(OBJECTIVE):
Can you lay out every line of the records below as a JSON list of strings, one string per line, skipping blank lines and leaving the pictures out?

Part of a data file

* Begin *

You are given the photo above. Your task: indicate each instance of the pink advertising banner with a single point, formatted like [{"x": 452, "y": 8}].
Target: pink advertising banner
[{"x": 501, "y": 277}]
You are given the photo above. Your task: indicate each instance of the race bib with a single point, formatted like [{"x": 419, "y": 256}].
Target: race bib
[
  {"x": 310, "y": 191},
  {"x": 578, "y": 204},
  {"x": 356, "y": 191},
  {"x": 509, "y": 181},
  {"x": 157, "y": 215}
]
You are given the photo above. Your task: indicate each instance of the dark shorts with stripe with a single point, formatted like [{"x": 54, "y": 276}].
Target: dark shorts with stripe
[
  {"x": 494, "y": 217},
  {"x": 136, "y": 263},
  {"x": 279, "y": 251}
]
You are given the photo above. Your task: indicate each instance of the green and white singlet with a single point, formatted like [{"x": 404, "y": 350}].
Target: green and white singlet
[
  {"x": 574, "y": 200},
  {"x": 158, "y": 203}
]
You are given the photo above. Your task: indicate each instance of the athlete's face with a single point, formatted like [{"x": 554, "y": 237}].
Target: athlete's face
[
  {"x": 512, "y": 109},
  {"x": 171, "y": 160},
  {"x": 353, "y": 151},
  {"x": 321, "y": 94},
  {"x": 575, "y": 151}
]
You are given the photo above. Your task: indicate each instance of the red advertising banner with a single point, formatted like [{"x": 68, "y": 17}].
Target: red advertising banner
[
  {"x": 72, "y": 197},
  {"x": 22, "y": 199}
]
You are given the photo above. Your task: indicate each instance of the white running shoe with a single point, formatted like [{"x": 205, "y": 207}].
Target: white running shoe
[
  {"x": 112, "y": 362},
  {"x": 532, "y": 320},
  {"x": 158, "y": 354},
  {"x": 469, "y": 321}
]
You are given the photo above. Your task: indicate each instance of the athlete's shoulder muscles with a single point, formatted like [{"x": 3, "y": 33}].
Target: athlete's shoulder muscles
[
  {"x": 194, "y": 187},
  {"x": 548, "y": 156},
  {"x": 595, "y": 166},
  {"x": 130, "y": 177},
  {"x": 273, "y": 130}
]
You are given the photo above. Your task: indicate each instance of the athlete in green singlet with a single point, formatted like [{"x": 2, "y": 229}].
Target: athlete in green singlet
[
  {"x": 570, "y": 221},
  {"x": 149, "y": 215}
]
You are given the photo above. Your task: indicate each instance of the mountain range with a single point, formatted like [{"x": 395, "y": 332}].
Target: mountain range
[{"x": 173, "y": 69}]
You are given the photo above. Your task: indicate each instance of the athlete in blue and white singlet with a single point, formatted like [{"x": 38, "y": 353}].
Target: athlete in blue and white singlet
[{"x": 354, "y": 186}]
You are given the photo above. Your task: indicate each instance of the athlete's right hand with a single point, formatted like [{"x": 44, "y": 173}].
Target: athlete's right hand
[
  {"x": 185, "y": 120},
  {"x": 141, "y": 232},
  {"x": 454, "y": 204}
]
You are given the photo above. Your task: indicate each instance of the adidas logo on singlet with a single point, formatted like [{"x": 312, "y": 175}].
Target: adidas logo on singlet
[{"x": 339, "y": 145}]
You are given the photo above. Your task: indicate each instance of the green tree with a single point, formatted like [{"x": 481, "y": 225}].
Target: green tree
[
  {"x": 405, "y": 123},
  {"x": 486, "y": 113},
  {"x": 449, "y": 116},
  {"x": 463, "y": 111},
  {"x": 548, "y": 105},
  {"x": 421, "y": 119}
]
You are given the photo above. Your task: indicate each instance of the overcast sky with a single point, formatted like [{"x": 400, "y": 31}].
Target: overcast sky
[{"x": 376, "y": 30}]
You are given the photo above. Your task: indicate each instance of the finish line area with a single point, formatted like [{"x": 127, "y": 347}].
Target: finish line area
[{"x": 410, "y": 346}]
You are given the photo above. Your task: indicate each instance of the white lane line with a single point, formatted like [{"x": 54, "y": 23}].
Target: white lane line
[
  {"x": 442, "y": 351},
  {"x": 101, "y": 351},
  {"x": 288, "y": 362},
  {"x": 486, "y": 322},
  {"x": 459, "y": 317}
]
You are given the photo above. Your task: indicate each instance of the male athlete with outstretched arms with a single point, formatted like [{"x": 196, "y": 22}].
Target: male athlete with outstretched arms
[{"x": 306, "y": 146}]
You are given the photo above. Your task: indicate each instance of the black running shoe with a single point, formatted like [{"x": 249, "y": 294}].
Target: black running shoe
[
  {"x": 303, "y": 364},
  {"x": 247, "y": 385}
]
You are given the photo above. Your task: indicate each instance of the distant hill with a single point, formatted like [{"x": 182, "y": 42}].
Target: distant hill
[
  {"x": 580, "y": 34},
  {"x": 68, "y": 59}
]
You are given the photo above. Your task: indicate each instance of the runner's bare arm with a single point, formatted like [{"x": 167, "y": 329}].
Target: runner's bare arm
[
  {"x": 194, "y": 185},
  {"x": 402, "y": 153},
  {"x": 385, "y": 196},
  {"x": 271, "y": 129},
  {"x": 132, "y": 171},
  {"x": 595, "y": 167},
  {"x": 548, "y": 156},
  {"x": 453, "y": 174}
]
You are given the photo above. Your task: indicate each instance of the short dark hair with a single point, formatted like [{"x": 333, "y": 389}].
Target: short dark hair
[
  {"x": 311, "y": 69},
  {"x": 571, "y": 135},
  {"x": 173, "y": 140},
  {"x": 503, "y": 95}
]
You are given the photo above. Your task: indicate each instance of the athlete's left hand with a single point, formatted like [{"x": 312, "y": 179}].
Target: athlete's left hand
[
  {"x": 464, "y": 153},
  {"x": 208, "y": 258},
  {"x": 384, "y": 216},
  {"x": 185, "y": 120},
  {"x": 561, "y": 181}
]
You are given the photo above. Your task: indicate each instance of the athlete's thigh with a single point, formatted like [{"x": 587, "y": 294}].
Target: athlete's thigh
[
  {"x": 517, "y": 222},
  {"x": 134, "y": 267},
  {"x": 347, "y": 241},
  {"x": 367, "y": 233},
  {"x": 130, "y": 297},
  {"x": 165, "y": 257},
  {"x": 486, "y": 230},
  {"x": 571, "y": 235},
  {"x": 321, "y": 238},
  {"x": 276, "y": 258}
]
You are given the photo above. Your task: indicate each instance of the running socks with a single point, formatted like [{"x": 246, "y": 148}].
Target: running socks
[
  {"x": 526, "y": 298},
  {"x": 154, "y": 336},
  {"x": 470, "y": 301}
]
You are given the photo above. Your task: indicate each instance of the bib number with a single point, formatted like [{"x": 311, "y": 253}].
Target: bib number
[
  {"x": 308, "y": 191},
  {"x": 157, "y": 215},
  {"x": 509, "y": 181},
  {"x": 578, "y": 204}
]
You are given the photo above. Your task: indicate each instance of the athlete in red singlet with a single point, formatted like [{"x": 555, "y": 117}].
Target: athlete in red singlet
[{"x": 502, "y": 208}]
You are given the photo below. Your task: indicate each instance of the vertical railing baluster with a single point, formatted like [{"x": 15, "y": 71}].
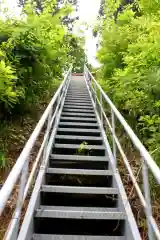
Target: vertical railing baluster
[
  {"x": 147, "y": 198},
  {"x": 113, "y": 140},
  {"x": 101, "y": 108},
  {"x": 47, "y": 134},
  {"x": 95, "y": 93}
]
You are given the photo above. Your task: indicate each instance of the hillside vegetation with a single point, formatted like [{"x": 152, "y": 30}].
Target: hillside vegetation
[
  {"x": 130, "y": 65},
  {"x": 36, "y": 50}
]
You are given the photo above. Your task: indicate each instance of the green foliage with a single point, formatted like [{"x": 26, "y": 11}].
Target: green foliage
[
  {"x": 130, "y": 67},
  {"x": 2, "y": 160},
  {"x": 34, "y": 53}
]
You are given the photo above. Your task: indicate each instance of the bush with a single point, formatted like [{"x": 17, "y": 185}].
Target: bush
[{"x": 130, "y": 72}]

* End *

(THE REPLY):
[
  "You are given the photo above. Your task: indicate each instance of the pink advertising banner with a single point, formatted like [{\"x\": 452, \"y\": 8}].",
  "Target: pink advertising banner",
  "[{\"x\": 501, \"y\": 277}]",
  "You are given the photo above. Your task: indicate each instance of the race bib with a single point, formatted like [{\"x\": 419, \"y\": 256}].",
  "Target: race bib",
  "[",
  "  {\"x\": 310, \"y\": 191},",
  "  {\"x\": 578, \"y\": 204},",
  "  {\"x\": 356, \"y\": 191},",
  "  {\"x\": 509, \"y\": 181},",
  "  {\"x\": 157, \"y\": 215}",
  "]",
  "You are given the photo above. Your task: indicate each instance of the dark shorts with stripe with a single point, formatted like [{\"x\": 54, \"y\": 276}].",
  "Target: dark shorts with stripe",
  "[",
  "  {\"x\": 494, \"y\": 217},",
  "  {\"x\": 136, \"y\": 263},",
  "  {\"x\": 279, \"y\": 251}",
  "]",
  "You are given the photo above. Your task: indicate each instance of the green and white singlet with a single point, formatted like [{\"x\": 404, \"y\": 350}].",
  "Target: green and white singlet",
  "[",
  "  {\"x\": 574, \"y\": 200},",
  "  {\"x\": 158, \"y\": 203}",
  "]",
  "You are given the photo above. Your task: indicate each instance of the athlete's face with a single point, formatted like [{\"x\": 554, \"y\": 237}].",
  "Target: athlete's face",
  "[",
  "  {\"x\": 512, \"y\": 109},",
  "  {\"x\": 171, \"y\": 160},",
  "  {\"x\": 353, \"y\": 151},",
  "  {\"x\": 321, \"y\": 94},",
  "  {\"x\": 575, \"y\": 151}",
  "]",
  "You are given the photo above. Your task: indicate each instance of the red advertising banner with a single point, formatted like [{\"x\": 68, \"y\": 17}].",
  "Target: red advertising banner",
  "[",
  "  {\"x\": 72, \"y\": 197},",
  "  {\"x\": 22, \"y\": 199}",
  "]",
  "You are given the photo above. Your task: indicate each instance of the white running shoe with a single point, formatted like [{\"x\": 205, \"y\": 207}].",
  "Target: white running shoe",
  "[",
  "  {\"x\": 112, \"y\": 362},",
  "  {\"x\": 532, \"y\": 320},",
  "  {\"x\": 158, \"y\": 354},",
  "  {\"x\": 469, \"y\": 321}",
  "]",
  "You are given the photo above. Your task: indicate each instance of the athlete's shoulder muscles with a single point, formatted like [{\"x\": 3, \"y\": 33}].",
  "Target: athlete's shoulder muscles",
  "[",
  "  {\"x\": 194, \"y\": 187},",
  "  {\"x\": 548, \"y\": 156},",
  "  {\"x\": 595, \"y\": 166},",
  "  {\"x\": 130, \"y\": 177},",
  "  {\"x\": 273, \"y\": 130}",
  "]",
  "You are given the photo above. Your task: indicate each instance of the athlete in green singlet with a single point, formatted like [{\"x\": 2, \"y\": 229}].",
  "Target: athlete in green singlet",
  "[",
  "  {\"x\": 570, \"y\": 221},",
  "  {\"x\": 149, \"y\": 215}",
  "]",
  "You are given the photo above. Your task: indicate each instance of the mountain range with a single point, formatted like [{\"x\": 395, \"y\": 332}].",
  "Target: mountain range",
  "[{\"x\": 173, \"y\": 69}]",
  "You are given the photo above. Your task: indicate each instance of the athlete in blue and white singlet with a single point, formatted like [{\"x\": 38, \"y\": 353}].",
  "Target: athlete in blue and white singlet",
  "[{\"x\": 354, \"y\": 186}]",
  "You are given the photo above. Your task: indicate each instance of the athlete's right hand with a single point, formatted like [{\"x\": 44, \"y\": 173}].",
  "Target: athlete's right hand",
  "[",
  "  {\"x\": 185, \"y\": 120},",
  "  {\"x\": 141, \"y\": 232},",
  "  {\"x\": 454, \"y\": 204}",
  "]",
  "You are given the photo above. Your task: indicate each instance of the adidas logo on singlet with a single point, formatted like [{\"x\": 312, \"y\": 175}].",
  "Target: adidas logo on singlet",
  "[{\"x\": 339, \"y\": 145}]",
  "You are given the photo above. Your task: indicate each instance of the green tree with a single point, formatted like [{\"x\": 481, \"y\": 225}].",
  "Target: green tree",
  "[",
  "  {\"x\": 405, \"y\": 123},",
  "  {\"x\": 486, \"y\": 113},",
  "  {\"x\": 449, \"y\": 116},",
  "  {\"x\": 463, \"y\": 111},",
  "  {\"x\": 548, \"y\": 105},",
  "  {\"x\": 421, \"y\": 119}",
  "]",
  "You are given the photo above. Your task: indicate each instance of the overcast sky with a single point, formatted like [{\"x\": 400, \"y\": 31}].",
  "Target: overcast sky",
  "[{\"x\": 376, \"y\": 30}]",
  "You are given the photo above. Your task: indicate each instance of the finish line area with a single point, formatted like [{\"x\": 127, \"y\": 347}].",
  "Target: finish line area",
  "[{\"x\": 410, \"y\": 346}]",
  "You are given the photo above. Your task: indicate each instance of the white lane line with a single point, formatted like [{\"x\": 54, \"y\": 23}].",
  "Target: white lane line",
  "[",
  "  {\"x\": 442, \"y\": 351},",
  "  {\"x\": 101, \"y\": 351},",
  "  {\"x\": 288, \"y\": 362},",
  "  {\"x\": 486, \"y\": 322},",
  "  {\"x\": 459, \"y\": 317}",
  "]",
  "You are given the photo above. Your task: indicate each instance of the male athlete with outstretched arms with a single point, formatted like [{\"x\": 196, \"y\": 22}].",
  "Target: male athlete with outstretched arms",
  "[{\"x\": 306, \"y\": 146}]",
  "You are given the photo above. Your task: indicate each instance of the black running shoe with a single point, formatted like [{\"x\": 249, \"y\": 294}].",
  "Target: black running shoe",
  "[",
  "  {\"x\": 303, \"y\": 364},",
  "  {\"x\": 247, \"y\": 385}",
  "]",
  "You are given the photo above. Your task: indicate each instance of the distant hill with a single point, formatted like [{\"x\": 182, \"y\": 42}].",
  "Target: distant hill",
  "[",
  "  {\"x\": 580, \"y\": 34},",
  "  {\"x\": 68, \"y\": 59}",
  "]",
  "You are given the photo above. Your task: indicate each instance of the runner's bare arm with a single point, formatted like [{\"x\": 167, \"y\": 329}].",
  "Target: runner's bare arm",
  "[",
  "  {\"x\": 194, \"y\": 185},",
  "  {\"x\": 402, \"y\": 153},",
  "  {\"x\": 385, \"y\": 196},",
  "  {\"x\": 271, \"y\": 129},",
  "  {\"x\": 132, \"y\": 171},",
  "  {\"x\": 595, \"y\": 167},",
  "  {\"x\": 548, \"y\": 156},",
  "  {\"x\": 453, \"y\": 174}",
  "]",
  "You are given the photo above. Your task: indicate each instance of the short dark hair with a single point, formatted like [{\"x\": 333, \"y\": 389}].",
  "Target: short dark hair",
  "[",
  "  {\"x\": 311, \"y\": 69},",
  "  {\"x\": 571, \"y\": 135},",
  "  {\"x\": 173, \"y\": 140},",
  "  {\"x\": 503, \"y\": 95}",
  "]",
  "You are given the photo above. Your task: indicate each instance of the athlete's left hand with a single point, formatted like [{\"x\": 312, \"y\": 179}].",
  "Target: athlete's left hand",
  "[",
  "  {\"x\": 464, \"y\": 153},",
  "  {\"x\": 208, \"y\": 258},",
  "  {\"x\": 384, \"y\": 216},",
  "  {\"x\": 185, \"y\": 120},",
  "  {\"x\": 561, \"y\": 181}",
  "]",
  "You are given the photo above. Your task: indicate each instance of the athlete's thigh with a single point, formatted like [{\"x\": 587, \"y\": 294}].",
  "Target: athlete's thigh",
  "[",
  "  {\"x\": 517, \"y\": 222},",
  "  {\"x\": 134, \"y\": 267},",
  "  {\"x\": 347, \"y\": 241},",
  "  {\"x\": 367, \"y\": 233},",
  "  {\"x\": 130, \"y\": 297},",
  "  {\"x\": 165, \"y\": 257},",
  "  {\"x\": 486, \"y\": 230},",
  "  {\"x\": 571, \"y\": 235},",
  "  {\"x\": 321, \"y\": 238},",
  "  {\"x\": 276, \"y\": 258}",
  "]",
  "You are given the photo above. Your task: indicate each instance of the running socks with a single point, formatted like [{\"x\": 246, \"y\": 148}].",
  "Target: running socks",
  "[",
  "  {\"x\": 526, \"y\": 298},",
  "  {\"x\": 154, \"y\": 336},",
  "  {\"x\": 470, \"y\": 301}",
  "]",
  "You are given the photo above. Your task: indicate each instance of the bib number with a single point, formatted like [{\"x\": 311, \"y\": 253}].",
  "Target: bib number",
  "[",
  "  {\"x\": 308, \"y\": 191},",
  "  {\"x\": 157, \"y\": 215},",
  "  {\"x\": 509, \"y\": 181},",
  "  {\"x\": 578, \"y\": 204}",
  "]",
  "You are given the photo above. Your task: indicate each instance of the athlete in red singlet with a single point, formatted like [{\"x\": 555, \"y\": 117}].",
  "Target: athlete in red singlet",
  "[{\"x\": 502, \"y\": 208}]",
  "You are given the photo below. Your task: indicate each instance of the vertical railing baluster with a single point, formatted like [{\"x\": 15, \"y\": 71}].",
  "Target: vertical railing baluster",
  "[",
  "  {\"x\": 147, \"y\": 198},",
  "  {\"x\": 113, \"y\": 140},",
  "  {\"x\": 101, \"y\": 108},",
  "  {\"x\": 47, \"y\": 134},",
  "  {\"x\": 95, \"y\": 93}",
  "]",
  "You are given the photo above. Your task: indicate each instance of the hillside vegetation with a single point, formatted like [{\"x\": 152, \"y\": 30}].",
  "Target: hillside vegetation",
  "[",
  "  {\"x\": 130, \"y\": 65},",
  "  {\"x\": 36, \"y\": 50}",
  "]",
  "You are given the photo above. Your task: indicate each instance of the green foliage with a single point, formatted like [{\"x\": 26, \"y\": 11}].",
  "Target: green foliage",
  "[",
  "  {\"x\": 130, \"y\": 67},",
  "  {\"x\": 2, \"y\": 160},",
  "  {\"x\": 34, \"y\": 53}",
  "]",
  "You are given the photo above. Your task: indicate each instance of the bush with a single point, formatted like [{\"x\": 17, \"y\": 185}].",
  "Target: bush",
  "[{\"x\": 130, \"y\": 72}]"
]